_Document extract:_
However, recently I’ve had a number of reality check moments in my life that opened my eyes to just exactly “What Is A Family?” Many of these incidents were uplifting and life-affirming. Unfortunately, others left me heartbroken and disillusioned. I realized it was time to take another look at the word “family”, and in doing so, have changed my long-held definition.
In the most recent event, my daughter and son-in-law had to rush me to Emergency, because I suddenly developed a life-threatening health situation. Luckily, I received treatment just in time and have been able to come home to recuperate. Because of what occurred during and after that, I have widened my view of “family”.
There is my blood-family, defined by me as those with the same bloodline as myself. There is my husband’s clan, or my in-law family. There is also my extended family, gained through my daughter’s marriage – my son-in-law family. They are all either directly related to me, or related by marriage. Still another special group I now consider family – close friends, good neighbours, friendly acquaintances, and my cherished business partners. Lastly, there is my virtual family consisting of people I may never have met face-to-face, and yet who are closely connected to me, and that is my Facebook and LinkedIn families.
It was astonishing to me how many people responded to the news of my illness with prayers, text messages, cards, update requests, phone calls, e-cards, flowers, and visits when my health permitted. I received one really unusual bouquet I fell in love with the minute it arrived – from my “son-in-law family”. Every day new blooms appeared, and the colour and arrangement itself was spectacular. Sitting in bed, I could just glance over and gaze at them, instantly feeling better. I also received many messages of concern and encouragement, either directly, or relayed to me through my daughter.

_Given data:_
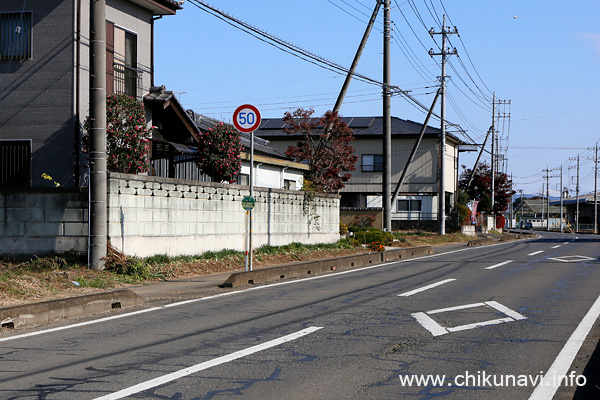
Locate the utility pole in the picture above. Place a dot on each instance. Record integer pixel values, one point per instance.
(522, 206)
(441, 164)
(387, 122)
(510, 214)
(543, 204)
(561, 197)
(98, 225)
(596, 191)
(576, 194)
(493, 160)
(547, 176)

==

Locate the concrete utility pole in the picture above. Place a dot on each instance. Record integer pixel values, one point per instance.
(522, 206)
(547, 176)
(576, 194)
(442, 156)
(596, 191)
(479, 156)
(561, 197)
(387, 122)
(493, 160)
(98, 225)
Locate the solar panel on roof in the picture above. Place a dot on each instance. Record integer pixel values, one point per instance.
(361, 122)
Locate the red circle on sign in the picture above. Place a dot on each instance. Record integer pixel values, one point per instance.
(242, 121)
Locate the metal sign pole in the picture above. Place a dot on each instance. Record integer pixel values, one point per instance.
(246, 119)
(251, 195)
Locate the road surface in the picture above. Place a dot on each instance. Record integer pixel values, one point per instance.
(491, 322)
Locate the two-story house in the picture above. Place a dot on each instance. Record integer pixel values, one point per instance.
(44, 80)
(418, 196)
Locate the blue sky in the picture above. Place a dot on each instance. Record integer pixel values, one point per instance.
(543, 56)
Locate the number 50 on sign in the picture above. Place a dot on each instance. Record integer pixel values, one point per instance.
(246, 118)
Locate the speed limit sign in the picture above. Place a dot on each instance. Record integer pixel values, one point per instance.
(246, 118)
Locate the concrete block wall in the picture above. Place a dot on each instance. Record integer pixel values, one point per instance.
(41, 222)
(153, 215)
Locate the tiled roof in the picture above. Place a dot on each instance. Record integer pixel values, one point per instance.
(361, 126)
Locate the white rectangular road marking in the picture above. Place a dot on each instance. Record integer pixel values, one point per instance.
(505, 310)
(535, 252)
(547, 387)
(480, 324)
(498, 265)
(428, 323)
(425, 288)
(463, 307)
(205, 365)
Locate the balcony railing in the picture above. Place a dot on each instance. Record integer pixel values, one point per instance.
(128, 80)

--

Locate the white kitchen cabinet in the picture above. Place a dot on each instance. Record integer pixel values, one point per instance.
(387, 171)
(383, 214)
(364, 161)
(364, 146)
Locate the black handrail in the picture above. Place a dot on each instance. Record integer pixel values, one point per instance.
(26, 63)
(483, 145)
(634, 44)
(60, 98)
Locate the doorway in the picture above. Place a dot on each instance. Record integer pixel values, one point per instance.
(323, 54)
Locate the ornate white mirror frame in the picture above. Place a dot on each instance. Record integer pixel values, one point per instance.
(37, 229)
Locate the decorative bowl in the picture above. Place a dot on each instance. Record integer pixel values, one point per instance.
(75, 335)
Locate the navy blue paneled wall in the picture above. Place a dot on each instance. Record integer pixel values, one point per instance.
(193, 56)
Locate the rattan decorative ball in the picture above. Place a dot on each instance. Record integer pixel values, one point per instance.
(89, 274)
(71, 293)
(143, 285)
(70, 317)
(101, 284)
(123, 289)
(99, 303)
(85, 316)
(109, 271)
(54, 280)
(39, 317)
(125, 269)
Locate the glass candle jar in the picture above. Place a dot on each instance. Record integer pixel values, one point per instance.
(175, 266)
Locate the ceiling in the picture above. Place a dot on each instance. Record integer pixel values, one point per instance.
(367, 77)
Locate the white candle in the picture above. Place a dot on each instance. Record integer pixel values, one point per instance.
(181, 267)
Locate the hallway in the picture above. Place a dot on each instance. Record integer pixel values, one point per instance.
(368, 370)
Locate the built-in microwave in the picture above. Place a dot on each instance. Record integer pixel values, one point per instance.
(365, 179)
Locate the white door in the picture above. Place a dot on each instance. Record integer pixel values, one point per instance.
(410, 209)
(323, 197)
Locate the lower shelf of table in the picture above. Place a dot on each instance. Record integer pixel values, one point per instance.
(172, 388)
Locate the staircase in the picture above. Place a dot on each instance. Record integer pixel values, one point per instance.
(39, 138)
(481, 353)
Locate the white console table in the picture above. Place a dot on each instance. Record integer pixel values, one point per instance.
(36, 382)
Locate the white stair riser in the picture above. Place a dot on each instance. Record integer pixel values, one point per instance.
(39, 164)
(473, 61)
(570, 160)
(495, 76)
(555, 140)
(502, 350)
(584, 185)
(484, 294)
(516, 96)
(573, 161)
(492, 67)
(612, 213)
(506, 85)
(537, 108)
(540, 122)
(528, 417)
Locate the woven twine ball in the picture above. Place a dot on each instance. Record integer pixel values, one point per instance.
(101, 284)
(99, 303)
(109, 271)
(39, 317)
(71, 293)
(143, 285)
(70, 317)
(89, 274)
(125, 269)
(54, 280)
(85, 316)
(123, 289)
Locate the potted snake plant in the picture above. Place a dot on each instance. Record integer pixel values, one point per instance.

_Given task A:_
In the essay about what a family is, who sent the unusual bouquet that the writer fell in love with?
_Given task B:_
Carry on writing the essay about what a family is, beginning right after its last sentence.

_Written response A:_
The writer's "son-in-law family" sent it.

_Written response B:_
Social media is a wonderful way to keep in touch with each other, and my Facebook site is limited mostly to friends and family. Some of my blood-family, ironically those that you would think should be closest to me, probably still don’t know that I had this health crisis. Almost all of my friends knew, and my various in-law families, and they really lifted me up and out of a very bad place. Even people I only knew peripherally enquired about me and wished me back to good health. The encouragement, the loving care of my daughter and son-in-law day after day after day, really opened my eyes and my heart.
I now define “family” as those who truly care whether you live or die, or survive life’s harsh trials. They are the ones who will rush to your rescue in times of need and will sacrifice in order to help you. Usually, they don’t even need to be asked, but when they are asked, they “step up”. If unable to do so, they will still make every effort to encourage and support you. Under this new definition, and with the exception of a few blood kin who remain close, I consider my “family” to include my husband’s people, my son-in-law’s people, some steadfast friends known since childhood and some just newly met, and finally, the people I’ve chosen to do business with. I’ve even decided to include certain cats, dogs, and bunnies in this group because they love you unconditionally – some even “signed their names” to cards wishing me well and others have simply brought joy to my life! I especially love my daughter’s little bunny Cooper, who sacrificed having his “Mom” with him every day, so she could look after “Gran”.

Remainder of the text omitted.